» TEXTE ÉTUDIÉ:
%%
Ehpad et crèches : la privatisation en question

Au 3e Sommet de la mesure d’impact, Eric Chenut a alerté sur les dérives du secteur lucratif dans la santé et le médico-social. Il plaide pour une régulation renforcée, privilégiant la qualité et l’intérêt général.

Lors du 3e Sommet de la mesure d’impact organisé le 16 mai dernier au Conseil économique, social et environnemental (Cese), Eric Chenut, président de la Mutualité Française, a exprimé des réserves concernant l’implication croissante des entreprises privées lucratives dans les secteurs des Ehpad et des crèches. Selon lui, cette financiarisation détériore le système de soins et menace la cohésion sociale.

À travers une table ronde intitulée « Ehpad, hôpitaux, crèches : lucratif ou non lucratif ? », le débat sur l’influence du privé lucratif dans ces domaines sensibles a été relancé. Le journaliste Victor Castanet, auteur des ouvrages « Les fossoyeurs » et « Les ogres », a notamment pointé les dérives du secteur lucratif, telles que l’optimisation abusive des coûts, la réduction des effectifs, et même des cas de détournements de fonds publics. Il souligne que ces pratiques affectent négativement l’image de secteurs pourtant essentiels.

Luc Broussy, président de France Silver Eco, a nuancé ces propos, rappelant qu’il n’existe pas de lien automatique entre statut juridique et qualité des soins. Pour lui, tous les types d’établissements cherchent à équilibrer leur budget, mais ce sont les méthodes utilisées qui doivent être scrutées attentivement.

Eric Chenut a pour sa part insisté sur le changement profond qui a transformé le secteur privé lucratif : « Les acteurs privés lucratifs gagnaient de l’argent en soignant. Maintenant, ils soignent pour gagner de l’argent », a-t-il souligné. Il cite notamment l’exemple de la biologie médicale, où l’absence d’encadrement des profits et le manque d’investissement public ont favorisé l’émergence d’acteurs privés guidés principalement par le gain. À ce titre, Luc Broussy a rappellé que cette situation est encore plus marquée à l’étranger, avec une privatisation massive des Ehpad en Espagne (80%) et au Royaume-Uni (près de 90%). En France, bien que ce taux soit plus bas (23%), les pratiques commerciales agressives de certains acteurs posent quand même problème.

Face à cette réalité, Jean-Marc Borello, président du groupe SOS, a quant à lui appelé à privilégier une approche basée sur l’intérêt général, soulignant l’urgence de solutions face à la démographie vieillissante. Il a par ailleurs insisté sur la nécessité d’une complémentarité entre Ehpad, soins à domicile et résidences adaptées.

Concernant les crèches, Victor Castanet a déploré un abaissement des critères de qualité dû au manque de financement public, poussant certaines collectivités à choisir des offres à bas coût, négligeant sécurité et hygiène. Pour remédier à ces dérives, Eric Chenut a proposé un renforcement des critères d’attribution des agréments, intégrant davantage l’égalité d’accès, la qualité des soins et les conditions de travail, plutôt qu’une sélection axée uniquement sur le prix. Il préconise notamment la mise en place de contrats pluriannuels d’objectifs et de moyens (CPOM) plutôt que de simples délégations de service public.

Eric Chenut a conclu sur une nécessité impérieuse : « Il faut prioriser l’humain, plutôt que la privatisation des gains ». Une déclaration qui résume clairement l’enjeu central du débat actuel.
%%
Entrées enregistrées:
%%
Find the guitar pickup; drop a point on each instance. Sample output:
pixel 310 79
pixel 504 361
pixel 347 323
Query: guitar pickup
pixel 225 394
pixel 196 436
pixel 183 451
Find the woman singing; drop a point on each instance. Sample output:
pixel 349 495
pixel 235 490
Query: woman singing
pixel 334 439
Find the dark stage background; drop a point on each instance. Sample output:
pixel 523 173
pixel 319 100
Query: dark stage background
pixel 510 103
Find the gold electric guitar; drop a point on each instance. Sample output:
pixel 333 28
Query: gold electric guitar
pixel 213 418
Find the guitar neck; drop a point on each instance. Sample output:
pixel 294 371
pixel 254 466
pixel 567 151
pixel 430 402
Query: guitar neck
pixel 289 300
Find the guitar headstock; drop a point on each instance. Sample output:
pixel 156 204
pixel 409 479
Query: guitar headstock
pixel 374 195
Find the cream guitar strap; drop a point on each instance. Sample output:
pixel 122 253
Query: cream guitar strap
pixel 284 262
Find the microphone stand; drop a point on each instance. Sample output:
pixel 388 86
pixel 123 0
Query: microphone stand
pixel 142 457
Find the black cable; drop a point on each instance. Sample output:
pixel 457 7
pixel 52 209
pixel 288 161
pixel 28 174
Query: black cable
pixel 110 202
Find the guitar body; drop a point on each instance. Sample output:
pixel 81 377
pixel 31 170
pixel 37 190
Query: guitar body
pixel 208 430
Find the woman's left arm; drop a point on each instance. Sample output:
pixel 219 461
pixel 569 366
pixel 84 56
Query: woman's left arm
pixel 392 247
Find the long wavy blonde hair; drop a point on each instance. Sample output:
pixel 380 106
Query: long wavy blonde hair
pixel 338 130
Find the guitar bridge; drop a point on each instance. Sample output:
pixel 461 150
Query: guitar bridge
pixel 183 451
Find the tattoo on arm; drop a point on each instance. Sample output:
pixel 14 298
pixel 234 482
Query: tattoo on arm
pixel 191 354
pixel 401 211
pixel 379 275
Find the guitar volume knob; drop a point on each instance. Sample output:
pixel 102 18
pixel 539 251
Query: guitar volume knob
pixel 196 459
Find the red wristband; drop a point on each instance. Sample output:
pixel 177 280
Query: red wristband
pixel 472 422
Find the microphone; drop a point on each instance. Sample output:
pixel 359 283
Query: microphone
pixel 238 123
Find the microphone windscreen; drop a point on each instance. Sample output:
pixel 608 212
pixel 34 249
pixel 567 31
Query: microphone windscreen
%%
» CONSIGNE:
Citez textuellement, s’il vous plaît, le passage de l’article sur les Ehpad et les crèches qui commence par les mots contenant « À travers une » et s’achève sur « être scrutées attentivement. ».

» CORRIGÉ:
À travers une table ronde intitulée « Ehpad, hôpitaux, crèches : lucratif ou non lucratif ? », le débat sur l’influence du privé lucratif dans ces domaines sensibles a été relancé. Le journaliste Victor Castanet, auteur des ouvrages « Les fossoyeurs » et « Les ogres », a notamment pointé les dérives du secteur lucratif, telles que l’optimisation abusive des coûts, la réduction des effectifs, et même des cas de détournements de fonds publics. Il souligne que ces pratiques affectent négativement l’image de secteurs pourtant essentiels.

Luc Broussy, président de France Silver Eco, a nuancé ces propos, rappelant qu’il n’existe pas de lien automatique entre statut juridique et qualité des soins. Pour lui, tous les types d’établissements cherchent à équilibrer leur budget, mais ce sont les méthodes utilisées qui doivent être scrutées attentivement.